*DIRECTIONS*
Convert every line of the records below into a numbered list, one line per item, and omit any blank lines.

## BEGIN MATERIAL PROVIDED

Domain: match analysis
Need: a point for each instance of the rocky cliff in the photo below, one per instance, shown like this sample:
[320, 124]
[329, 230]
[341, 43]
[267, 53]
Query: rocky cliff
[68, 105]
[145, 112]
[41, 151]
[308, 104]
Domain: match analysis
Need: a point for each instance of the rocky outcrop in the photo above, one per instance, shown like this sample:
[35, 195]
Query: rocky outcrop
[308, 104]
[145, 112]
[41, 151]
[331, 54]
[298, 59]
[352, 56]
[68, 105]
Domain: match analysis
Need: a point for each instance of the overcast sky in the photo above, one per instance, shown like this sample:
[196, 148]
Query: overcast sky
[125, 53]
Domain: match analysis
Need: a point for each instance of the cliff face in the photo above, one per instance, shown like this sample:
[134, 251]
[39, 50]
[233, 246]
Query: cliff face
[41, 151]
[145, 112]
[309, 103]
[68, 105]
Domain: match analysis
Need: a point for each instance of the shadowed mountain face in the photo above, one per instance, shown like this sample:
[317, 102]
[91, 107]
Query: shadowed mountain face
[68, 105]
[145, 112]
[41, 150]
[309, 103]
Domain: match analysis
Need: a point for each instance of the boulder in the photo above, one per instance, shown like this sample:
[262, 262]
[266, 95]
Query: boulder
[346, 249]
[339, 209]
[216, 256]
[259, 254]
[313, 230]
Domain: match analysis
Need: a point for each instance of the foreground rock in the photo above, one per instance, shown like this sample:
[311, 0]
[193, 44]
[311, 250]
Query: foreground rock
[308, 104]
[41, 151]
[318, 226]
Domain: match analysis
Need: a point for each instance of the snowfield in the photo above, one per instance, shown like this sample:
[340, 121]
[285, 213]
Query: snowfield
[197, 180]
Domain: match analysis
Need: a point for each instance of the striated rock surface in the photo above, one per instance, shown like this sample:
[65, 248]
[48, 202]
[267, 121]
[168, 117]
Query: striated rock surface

## END MATERIAL PROVIDED

*REPLY TO THE TASK*
1. Domain: match analysis
2. Need: a point for each instance of the rocky cliff in the photo below, one per instance, shown like this sample:
3. [320, 124]
4. [329, 230]
5. [341, 43]
6. [267, 53]
7. Query: rocky cliff
8. [68, 105]
9. [145, 112]
10. [41, 151]
11. [308, 104]
12. Domain: match analysis
13. Need: a point for each instance of the rocky outcrop in the photo above, one per instance, shown like this sample:
14. [35, 195]
15. Query: rocky outcrop
16. [308, 104]
17. [145, 112]
18. [41, 151]
19. [331, 54]
20. [298, 59]
21. [352, 56]
22. [68, 105]
23. Domain: match analysis
24. Need: a point for each instance of the overcast sky in the photo above, one per instance, shown like this sample:
25. [196, 148]
26. Query: overcast sky
27. [125, 53]
28. Domain: match analysis
29. Need: a point for each instance of the cliff face in the photo above, one per instance, shown like this sample:
30. [134, 251]
31. [39, 50]
32. [233, 246]
33. Query: cliff face
34. [41, 151]
35. [145, 112]
36. [309, 103]
37. [68, 105]
38. Domain: match analysis
39. Need: a point for each instance of the shadowed mountain face in the photo above, one per instance, shown like this sample:
40. [317, 102]
41. [91, 107]
42. Query: shadowed mountain face
43. [68, 105]
44. [145, 112]
45. [41, 150]
46. [309, 103]
47. Domain: match analysis
48. Need: a point for each instance of the boulder in the photo above, one per instance, shown like this sample:
49. [262, 262]
50. [266, 95]
51. Query: boulder
52. [346, 249]
53. [339, 209]
54. [216, 256]
55. [259, 254]
56. [313, 230]
57. Domain: match analysis
58. Need: a point for each instance of the foreground rock in the photo above, one per instance, shown like this sample:
59. [311, 0]
60. [193, 44]
61. [311, 250]
62. Query: foreground rock
63. [308, 104]
64. [41, 151]
65. [318, 226]
66. Domain: match analysis
67. Need: a point for each instance of the snowfield in the photo above, one per instance, shown like this sample:
68. [340, 121]
69. [285, 213]
70. Query: snowfield
71. [197, 180]
72. Domain: match analysis
73. Need: a point for each instance of the striated rock surface in the photo above, one per instance, shown like this sample:
74. [65, 248]
75. [48, 202]
76. [267, 121]
77. [168, 117]
78. Query: striated rock surface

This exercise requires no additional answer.